Reading text
Best practices for containerized SeisComP deployment

Several members of this forum have voiced interest in opening a discussion about containerizing SeisComP. This thread will address these issues.

How should the SeisComP container ecosystem be structured?

  • Database location
    • Should the database typically be included inside the same container as SeisComP, or
    • Is it best practice to run the database in its own container?
  • Documenting a “how to” for containers
  • Using remote data sources
  • etc.

I am leaving this thread “Uncategorized” until we agree on the best place for it. Looking forward to some interesting interaction.

Hi everybody,
I dockerized the scheli service. It does not need a database to run. It’s getting the configuration from XML files. You can get it at https://github.com/KDFischer/docker-seiscomp
You first have to download or prepare the SeisComP software and make it available as a .tgzfile to build the docker image.

1 Like

Your repository cannot be found. Is it private?

1 Like

Sorry, I fixed this. It’s public now.

1 Like

Thanks for sharing, Kasper, I’ll take a look.

Hello,

This is a nice idea to have a specific thread :smiley:.
In IPGP observatories, we recently created a docker to deploy scolv or any other GUI clients on any OS, including Windows and Apple Silicon Mac. Since it is client oriented, we do not need any database. The config files and locator configuration (time travel tables) are mounted from the host computer to make it easier to update.

Main repository : GitHub - IPGP/seiscomp-gui-docker: SeisComP scolv GUI utility in a docker container

A PR is waiting to make it works with the latest GSM update, this is the working fork : GitHub - jmsaurel/seiscomp-gui-docker: SeisComP scolv GUI utility in a docker container

It is very smooth on Apple Silicon Mac and run much better than the previous VirtualBox we used on old Intel Mac.

Feel free to look at this container and comment.

Jean-Marie.

1 Like

Hello everyone,

I’m looking forward to hearing thoughts and advice from @jabe and others in this thread!

When their execution environment is particularly complex or difficult to integrate directly into the core SeisComP setup, I’ve found Docker to be a practical way to manage and run SeisComP client modules such as scfinder or scdlpicker, using SED-specific configurations within a vanilla SeisComP Docker setup.

Sidenote: I think that for similar reasons, the SED group also occasionally deploys SeisComP companion software such as ShakeMap, as microservice-like Docker containers (@kaestlip should confirm).

Study questions
1. Retype the stretch of the thread on containerizing SeisComP from "This is a nice" through "easier to update.".
2. Continue the thread on containerizing SeisComP, picking up right after its last sentence.
The rows that come next are separate material, unrelated to the thread on containerizing SeisComP.

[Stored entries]
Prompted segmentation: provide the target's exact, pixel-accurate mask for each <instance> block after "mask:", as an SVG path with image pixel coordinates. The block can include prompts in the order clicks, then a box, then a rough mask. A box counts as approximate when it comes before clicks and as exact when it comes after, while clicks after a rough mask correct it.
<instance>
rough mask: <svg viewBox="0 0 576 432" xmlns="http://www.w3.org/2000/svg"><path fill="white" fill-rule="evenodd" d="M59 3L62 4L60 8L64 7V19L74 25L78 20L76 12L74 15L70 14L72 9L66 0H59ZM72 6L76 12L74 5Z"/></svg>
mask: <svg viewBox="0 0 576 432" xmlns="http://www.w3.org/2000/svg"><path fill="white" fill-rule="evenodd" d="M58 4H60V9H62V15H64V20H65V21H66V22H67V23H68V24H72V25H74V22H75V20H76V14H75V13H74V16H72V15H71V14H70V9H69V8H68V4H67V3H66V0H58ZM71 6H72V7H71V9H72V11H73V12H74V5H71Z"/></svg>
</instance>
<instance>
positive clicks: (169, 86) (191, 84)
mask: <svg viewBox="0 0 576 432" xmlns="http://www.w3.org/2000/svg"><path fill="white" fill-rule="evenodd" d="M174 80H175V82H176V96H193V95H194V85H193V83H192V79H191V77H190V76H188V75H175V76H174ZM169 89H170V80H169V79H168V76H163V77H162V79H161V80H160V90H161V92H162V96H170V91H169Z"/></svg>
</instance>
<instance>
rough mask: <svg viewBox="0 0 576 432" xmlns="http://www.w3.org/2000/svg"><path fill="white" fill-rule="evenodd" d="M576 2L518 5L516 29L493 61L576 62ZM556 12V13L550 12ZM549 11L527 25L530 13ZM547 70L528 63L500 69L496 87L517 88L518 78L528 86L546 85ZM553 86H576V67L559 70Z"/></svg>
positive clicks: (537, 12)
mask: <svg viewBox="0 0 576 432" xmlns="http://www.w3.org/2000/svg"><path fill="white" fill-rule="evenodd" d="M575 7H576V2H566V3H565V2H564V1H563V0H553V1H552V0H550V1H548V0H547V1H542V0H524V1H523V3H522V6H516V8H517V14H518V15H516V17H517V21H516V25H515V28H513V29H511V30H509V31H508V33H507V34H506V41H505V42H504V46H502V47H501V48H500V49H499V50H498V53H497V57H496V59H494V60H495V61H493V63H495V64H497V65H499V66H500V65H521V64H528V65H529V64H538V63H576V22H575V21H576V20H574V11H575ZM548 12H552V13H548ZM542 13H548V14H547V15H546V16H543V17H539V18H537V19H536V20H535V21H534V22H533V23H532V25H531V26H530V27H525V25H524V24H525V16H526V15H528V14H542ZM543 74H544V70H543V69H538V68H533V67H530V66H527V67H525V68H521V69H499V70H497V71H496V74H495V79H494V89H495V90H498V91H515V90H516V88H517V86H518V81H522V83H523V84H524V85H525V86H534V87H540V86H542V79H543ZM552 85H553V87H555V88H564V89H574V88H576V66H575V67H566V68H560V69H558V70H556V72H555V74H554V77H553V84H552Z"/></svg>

Answer section
1.
This is a nice idea to have a specific thread :smiley:.
In IPGP observatories, we recently created a docker to deploy scolv or any other GUI clients on any OS, including Windows and Apple Silicon Mac. Since it is client oriented, we do not need any database. The config files and locator configuration (time travel tables) are mounted from the host computer to make it easier to update.

2.
Docker might also be quite helpful for running advanced SeisComP tasks in standalone tools, e.g.:

The release of GSM has made all of this considerably easier, many thanks to the team at gempa for that! Also worth noting for @saurel: as of now, python-venv is its only required dependency.

Cheers,

Fred

I don’t have any advices in that regard. I do not use Docker. I see the benefit and power of using it but I personally stick to the development of SeisComP in general and try to make sure that it compiles and works on several Linux flavours. I leave it to you to make use of the code and to utilize it in a way you find most convenient.

I am interested in running GUI applications inside a Docker container in a performant way. Not sure if that is possible at all. I am looking forward in following this discussion, an interesting topic indeed.

Just for my curiosity, is there a specific performance issue with GUI that might be solved with a docker?

No, Docker should not solve performance issues but preferably it should not add a performance penalty. One could use Docker with a tested Qt environment to solve display issues which are sometimes present when using a particular desktop manager or a particular Qt version.

Thanks for clarifying.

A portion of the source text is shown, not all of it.